* _Written exercise a_
Translate this sentence from the forum post into Spanish: "The piece would have had to violate the agreement we had made with them, and it didn't."

:: Text extract ::

Frankly, I thought we were trying to work together on this, and I was giving you the benefit of the doubt. All we’ve ever wanted was to give people on both sides of this issue a voice.

I don’t feel like you’ve kept your end of the bargain here, and it has nothing to do with not being able to view the footage, I want to make that very clear.

Chai Guy

Postby actiongrl » Tue Jan 24, 2006 4:02 pm

“it crashed your server”

It crashed my email program. Happens to me a lot on high volume days, because I have too much email. Nothing malicious, although it did put me in a pretty crappy mood that day.

If there was some insinuation that there was every any question we were going to deny them the right to broadcast the footage based on anything that could have been said in your petitions, I’m sorry for that misunderstanding. Having allowed them to shoot, the chances of our denying them permission to broadcast would have been EXTREMELY slim. The piece would have had to violate the agreement we had made with them, and it didn’t. I’m sorry this has blossomed into a misunderstanding between us, but what I agreed to do was accept the petitions in written form. I didn’t think I was going to have to contact your group to ask that you bring them to me – I figured that since you were motivated to get this information to us, you might proactively contact me about it.

:::
:: Records for the task ::

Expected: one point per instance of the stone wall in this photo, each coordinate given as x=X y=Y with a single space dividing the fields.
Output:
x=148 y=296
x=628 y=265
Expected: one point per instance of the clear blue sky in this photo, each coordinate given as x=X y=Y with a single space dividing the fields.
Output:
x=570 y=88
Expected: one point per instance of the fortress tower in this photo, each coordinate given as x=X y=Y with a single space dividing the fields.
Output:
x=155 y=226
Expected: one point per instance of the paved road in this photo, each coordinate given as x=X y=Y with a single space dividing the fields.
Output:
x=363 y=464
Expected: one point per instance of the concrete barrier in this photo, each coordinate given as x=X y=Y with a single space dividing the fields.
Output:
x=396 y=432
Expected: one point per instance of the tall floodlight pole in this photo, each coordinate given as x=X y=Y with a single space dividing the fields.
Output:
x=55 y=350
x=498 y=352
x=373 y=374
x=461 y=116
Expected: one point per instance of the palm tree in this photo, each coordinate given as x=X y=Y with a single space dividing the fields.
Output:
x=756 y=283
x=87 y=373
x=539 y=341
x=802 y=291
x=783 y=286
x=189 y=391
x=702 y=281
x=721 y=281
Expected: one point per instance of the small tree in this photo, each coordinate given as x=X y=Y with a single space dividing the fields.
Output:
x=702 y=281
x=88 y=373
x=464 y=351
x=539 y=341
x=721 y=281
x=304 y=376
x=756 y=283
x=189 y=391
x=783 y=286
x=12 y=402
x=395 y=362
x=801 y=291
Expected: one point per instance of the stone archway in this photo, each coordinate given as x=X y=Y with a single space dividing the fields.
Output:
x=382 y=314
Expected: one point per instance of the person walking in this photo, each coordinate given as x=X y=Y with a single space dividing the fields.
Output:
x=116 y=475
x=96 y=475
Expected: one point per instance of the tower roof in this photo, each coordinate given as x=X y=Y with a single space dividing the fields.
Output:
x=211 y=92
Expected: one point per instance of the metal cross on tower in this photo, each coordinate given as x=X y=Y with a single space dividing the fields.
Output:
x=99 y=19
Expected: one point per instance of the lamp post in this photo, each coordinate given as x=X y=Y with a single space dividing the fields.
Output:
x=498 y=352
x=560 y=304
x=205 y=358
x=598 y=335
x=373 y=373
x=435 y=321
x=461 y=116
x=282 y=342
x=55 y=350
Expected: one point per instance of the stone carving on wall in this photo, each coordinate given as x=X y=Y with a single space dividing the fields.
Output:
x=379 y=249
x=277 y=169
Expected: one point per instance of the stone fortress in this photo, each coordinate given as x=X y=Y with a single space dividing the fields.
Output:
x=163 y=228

:::

* _Written exercise b_
In the records, begin at the line that has "Expected: one point per instance of the stone archway" and stop after the line that has "x=382 y=314". Write out only those lines, swapping "stone archway" for "arched gateway" and keeping everything else the same.

* _Written reply a_
El reportaje habría tenido que violar el acuerdo que habíamos hecho con ellos, y no lo hizo.

* _Written reply b_
Expected: one point per instance of the arched gateway in this photo, each coordinate given as x=X y=Y with a single space dividing the fields.
Output:
x=382 y=314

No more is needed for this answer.